In addition, the Standing Committee on Finance recommended the establishment of a YBE in the EI program in both 2001 and 2002 in their "Securing Our Future" and "Canada: People, Places and Priorities" reportsrespectively. (See Appendices II and III)

Introducing a YBE in the employment insurance program would turn a regressive tax into one that proactively supports Canadians at the low end of the income scale - those who will benefit the most from reduced taxes and increased job opportunities. According to research by the Canadian Labour Congress, (CLC) 64% of the $40-billion surplus generated through the EI program came from workers who earned $20,000 or less annually1. A YBE would also ensure that the recovery of over-contributions to the EI system under a new rate-setting process would be disproportionately higher for lower income Canadians.

--- --- ---

Problem to solve |
Please rewrite the employment insurance passage, beginning at the words "Introducing a YBE" and stopping after "lower income Canadians.", and switch "Canadians" to "workers" wherever it appears. The material comes from a separate source.

Data extract |
--- --- ---

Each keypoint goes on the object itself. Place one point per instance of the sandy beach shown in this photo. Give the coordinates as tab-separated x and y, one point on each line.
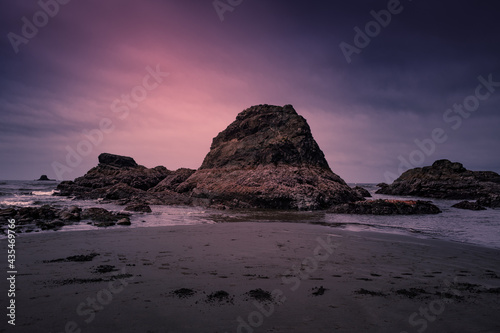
251	277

--- --- ---

Reply |
Introducing a YBE in the employment insurance program would turn a regressive tax into one that proactively supports workers at the low end of the income scale - those who will benefit the most from reduced taxes and increased job opportunities. According to research by the Canadian Labour Congress, (CLC) 64% of the $40-billion surplus generated through the EI program came from workers who earned $20,000 or less annually1. A YBE would also ensure that the recovery of over-contributions to the EI system under a new rate-setting process would be disproportionately higher for lower income workers.